WRITTEN EXERCISE
Convert every line of the records below into a JSON list of strings, one string per line, and leave out any blank lines.
#### MATERIAL FOR THIS TASK
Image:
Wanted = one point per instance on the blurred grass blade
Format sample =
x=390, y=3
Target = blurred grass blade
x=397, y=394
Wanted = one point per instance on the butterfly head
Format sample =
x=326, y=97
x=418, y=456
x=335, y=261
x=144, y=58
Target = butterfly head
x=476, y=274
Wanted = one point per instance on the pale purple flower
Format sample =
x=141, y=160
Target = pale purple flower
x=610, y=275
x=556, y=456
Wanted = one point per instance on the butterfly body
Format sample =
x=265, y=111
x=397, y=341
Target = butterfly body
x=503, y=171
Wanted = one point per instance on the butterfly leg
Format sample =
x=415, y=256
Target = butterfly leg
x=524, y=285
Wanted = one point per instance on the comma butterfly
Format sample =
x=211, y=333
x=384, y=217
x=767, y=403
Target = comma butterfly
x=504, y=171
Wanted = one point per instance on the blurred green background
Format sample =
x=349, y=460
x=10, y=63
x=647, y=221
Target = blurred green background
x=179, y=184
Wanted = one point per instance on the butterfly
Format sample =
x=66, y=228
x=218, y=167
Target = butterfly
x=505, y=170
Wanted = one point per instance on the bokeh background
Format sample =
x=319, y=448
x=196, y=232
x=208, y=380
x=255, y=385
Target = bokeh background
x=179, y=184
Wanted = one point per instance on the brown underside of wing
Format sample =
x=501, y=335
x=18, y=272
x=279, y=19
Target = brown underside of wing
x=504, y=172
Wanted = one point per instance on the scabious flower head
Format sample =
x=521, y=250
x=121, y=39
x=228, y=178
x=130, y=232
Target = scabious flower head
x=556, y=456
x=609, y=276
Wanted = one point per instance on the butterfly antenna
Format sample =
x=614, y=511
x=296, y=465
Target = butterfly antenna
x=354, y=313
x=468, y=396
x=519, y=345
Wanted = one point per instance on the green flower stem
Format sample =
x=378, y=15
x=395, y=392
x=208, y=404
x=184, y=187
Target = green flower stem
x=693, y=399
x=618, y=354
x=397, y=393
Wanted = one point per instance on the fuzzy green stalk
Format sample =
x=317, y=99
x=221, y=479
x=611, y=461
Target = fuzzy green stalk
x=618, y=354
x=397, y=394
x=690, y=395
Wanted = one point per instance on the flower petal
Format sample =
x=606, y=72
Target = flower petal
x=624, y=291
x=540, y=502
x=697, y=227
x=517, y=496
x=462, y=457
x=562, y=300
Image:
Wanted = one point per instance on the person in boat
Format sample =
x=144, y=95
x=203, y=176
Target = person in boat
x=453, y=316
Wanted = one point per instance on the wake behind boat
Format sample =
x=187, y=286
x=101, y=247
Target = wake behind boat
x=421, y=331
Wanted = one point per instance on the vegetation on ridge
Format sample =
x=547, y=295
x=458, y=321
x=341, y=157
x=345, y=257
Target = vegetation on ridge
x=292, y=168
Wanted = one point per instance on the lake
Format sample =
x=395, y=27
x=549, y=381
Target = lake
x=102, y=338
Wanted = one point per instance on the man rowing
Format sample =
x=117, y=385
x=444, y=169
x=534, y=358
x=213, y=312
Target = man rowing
########
RESPONSE TO THE TASK
[
  "Image:",
  "Wanted = one point per instance on the blurred grass blade",
  "Format sample =",
  "x=390, y=3",
  "Target = blurred grass blade",
  "x=397, y=394",
  "Wanted = one point per instance on the butterfly head",
  "Format sample =",
  "x=326, y=97",
  "x=418, y=456",
  "x=335, y=261",
  "x=144, y=58",
  "Target = butterfly head",
  "x=476, y=274",
  "Wanted = one point per instance on the pale purple flower",
  "Format sample =",
  "x=141, y=160",
  "Target = pale purple flower",
  "x=610, y=275",
  "x=556, y=456",
  "Wanted = one point per instance on the butterfly body",
  "Format sample =",
  "x=265, y=111",
  "x=397, y=341",
  "Target = butterfly body",
  "x=503, y=171",
  "Wanted = one point per instance on the butterfly leg",
  "Format sample =",
  "x=415, y=256",
  "Target = butterfly leg",
  "x=524, y=285",
  "Wanted = one point per instance on the comma butterfly",
  "Format sample =",
  "x=211, y=333",
  "x=384, y=217",
  "x=767, y=403",
  "Target = comma butterfly",
  "x=504, y=171",
  "Wanted = one point per instance on the blurred green background",
  "Format sample =",
  "x=349, y=460",
  "x=10, y=63",
  "x=647, y=221",
  "Target = blurred green background",
  "x=179, y=184",
  "Wanted = one point per instance on the butterfly",
  "Format sample =",
  "x=66, y=228",
  "x=218, y=167",
  "Target = butterfly",
  "x=505, y=170",
  "Wanted = one point per instance on the bokeh background",
  "Format sample =",
  "x=319, y=448",
  "x=196, y=232",
  "x=208, y=380",
  "x=255, y=385",
  "Target = bokeh background",
  "x=179, y=184",
  "Wanted = one point per instance on the brown underside of wing",
  "Format sample =",
  "x=501, y=335",
  "x=18, y=272",
  "x=279, y=19",
  "Target = brown underside of wing",
  "x=504, y=172",
  "Wanted = one point per instance on the scabious flower head",
  "Format sample =",
  "x=521, y=250",
  "x=121, y=39",
  "x=228, y=178",
  "x=130, y=232",
  "Target = scabious flower head",
  "x=556, y=456",
  "x=609, y=276",
  "Wanted = one point per instance on the butterfly antenna",
  "Format sample =",
  "x=614, y=511",
  "x=296, y=465",
  "Target = butterfly antenna",
  "x=354, y=313",
  "x=468, y=396",
  "x=519, y=345",
  "Wanted = one point per instance on the green flower stem",
  "Format sample =",
  "x=378, y=15",
  "x=395, y=392",
  "x=208, y=404",
  "x=184, y=187",
  "Target = green flower stem",
  "x=693, y=399",
  "x=618, y=354",
  "x=397, y=393",
  "Wanted = one point per instance on the fuzzy green stalk",
  "Format sample =",
  "x=317, y=99",
  "x=221, y=479",
  "x=611, y=461",
  "Target = fuzzy green stalk",
  "x=618, y=354",
  "x=397, y=394",
  "x=690, y=395",
  "Wanted = one point per instance on the flower petal",
  "Format sample =",
  "x=606, y=72",
  "Target = flower petal",
  "x=624, y=291",
  "x=540, y=502",
  "x=697, y=227",
  "x=517, y=496",
  "x=462, y=457",
  "x=562, y=300",
  "Image:",
  "Wanted = one point per instance on the person in boat",
  "Format sample =",
  "x=144, y=95",
  "x=203, y=176",
  "Target = person in boat",
  "x=453, y=316",
  "Wanted = one point per instance on the wake behind boat",
  "Format sample =",
  "x=187, y=286",
  "x=101, y=247",
  "Target = wake behind boat",
  "x=421, y=331",
  "Wanted = one point per instance on the vegetation on ridge",
  "Format sample =",
  "x=547, y=295",
  "x=458, y=321",
  "x=341, y=157",
  "x=345, y=257",
  "Target = vegetation on ridge",
  "x=292, y=168",
  "Wanted = one point per instance on the lake",
  "Format sample =",
  "x=395, y=27",
  "x=549, y=381",
  "Target = lake",
  "x=102, y=338",
  "Wanted = one point per instance on the man rowing",
  "Format sample =",
  "x=117, y=385",
  "x=444, y=169",
  "x=534, y=358",
  "x=213, y=312",
  "Target = man rowing"
]